● ASSIGNMENT: Using the records provided below, locate and copy each line that contains the word "every".

● RECORD SET:
--------------------------------

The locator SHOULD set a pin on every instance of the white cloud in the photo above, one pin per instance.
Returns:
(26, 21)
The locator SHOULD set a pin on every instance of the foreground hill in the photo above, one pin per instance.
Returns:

--------------------------------

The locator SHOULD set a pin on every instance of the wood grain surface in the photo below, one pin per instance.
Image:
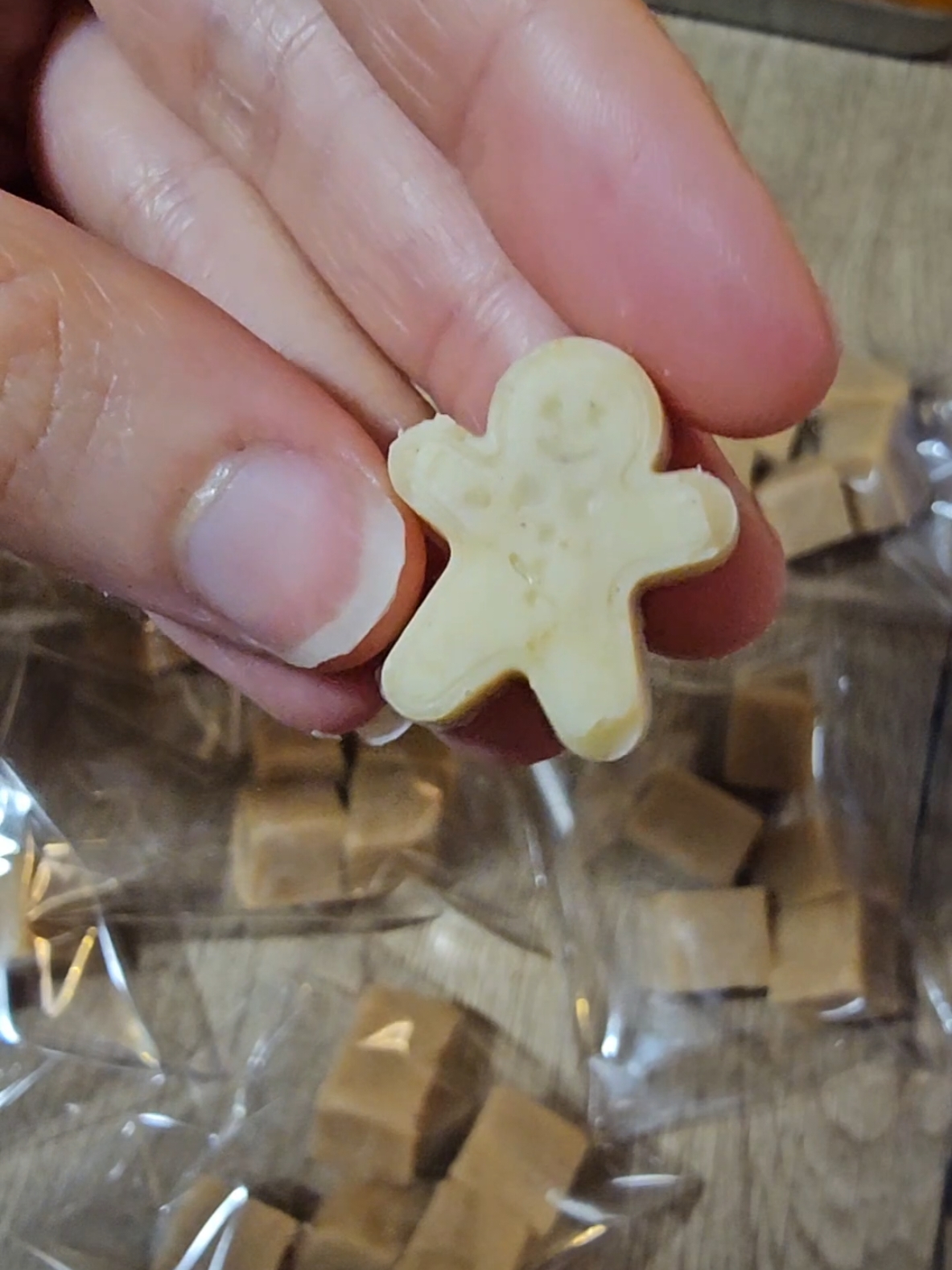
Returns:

--------------------------------

● COMPLETED TASK:
The locator SHOULD set a pin on every instance of the white cloud in the photo above, one pin per instance.
The locator SHOULD set a pin on every instance of the foreground hill in the photo above, one pin per instance.
The locator SHOULD set a pin on every instance of the wood grain surface in the photo below, one pin per instance.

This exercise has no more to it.